[Data supplied Boundary: Start]

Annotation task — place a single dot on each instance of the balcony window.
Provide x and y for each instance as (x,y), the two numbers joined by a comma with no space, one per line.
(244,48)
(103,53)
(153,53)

[Data supplied Boundary: End]

◆ **Exercise requirements**: Your response should hold only an exact copy of the lines above, from the one containing "Provide x and" through the end of the entries.

◆ **Answer space**:
Provide x and y for each instance as (x,y), the two numbers joined by a comma with no space, one per line.
(244,48)
(103,53)
(153,53)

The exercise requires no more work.